§ WHAT YOU HAVE TO DO
Turn the lines from the first one below through the line containing "Query: runway edge marking" into a JSON list of strings, one string per line, leaving out any blank lines.

Dataset rows:
• • •

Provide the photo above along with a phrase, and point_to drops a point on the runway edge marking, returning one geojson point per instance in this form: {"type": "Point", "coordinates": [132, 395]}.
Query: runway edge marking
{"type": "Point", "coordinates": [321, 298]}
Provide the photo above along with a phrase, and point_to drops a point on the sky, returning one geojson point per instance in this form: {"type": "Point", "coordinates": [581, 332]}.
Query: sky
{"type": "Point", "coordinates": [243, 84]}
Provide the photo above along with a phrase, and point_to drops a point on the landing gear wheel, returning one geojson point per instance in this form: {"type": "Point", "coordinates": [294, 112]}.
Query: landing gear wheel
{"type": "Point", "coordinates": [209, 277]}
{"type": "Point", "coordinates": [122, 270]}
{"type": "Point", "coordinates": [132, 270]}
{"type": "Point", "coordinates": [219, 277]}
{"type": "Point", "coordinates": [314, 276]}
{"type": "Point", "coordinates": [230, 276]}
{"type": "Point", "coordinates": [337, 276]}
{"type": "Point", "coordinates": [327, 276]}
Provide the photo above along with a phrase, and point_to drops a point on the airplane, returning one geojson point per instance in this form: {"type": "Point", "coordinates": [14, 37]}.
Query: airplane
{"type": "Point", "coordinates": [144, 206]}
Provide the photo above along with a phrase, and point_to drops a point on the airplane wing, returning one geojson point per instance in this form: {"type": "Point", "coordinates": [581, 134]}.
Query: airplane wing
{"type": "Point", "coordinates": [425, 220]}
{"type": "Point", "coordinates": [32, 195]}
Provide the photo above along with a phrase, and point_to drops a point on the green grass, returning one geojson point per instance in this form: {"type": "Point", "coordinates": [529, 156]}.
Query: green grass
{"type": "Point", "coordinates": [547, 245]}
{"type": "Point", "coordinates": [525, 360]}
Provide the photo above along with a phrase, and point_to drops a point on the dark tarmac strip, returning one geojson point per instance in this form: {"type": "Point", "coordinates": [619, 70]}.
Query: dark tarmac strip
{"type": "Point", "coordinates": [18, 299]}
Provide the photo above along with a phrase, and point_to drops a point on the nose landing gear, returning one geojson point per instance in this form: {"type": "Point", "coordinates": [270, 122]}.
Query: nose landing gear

• • •

§ ANSWER TO THIS PROBLEM
[
  "Provide the photo above along with a phrase, and point_to drops a point on the runway edge marking, returning one geojson point per instance in this form: {\"type\": \"Point\", \"coordinates\": [132, 395]}.",
  "Query: runway edge marking"
]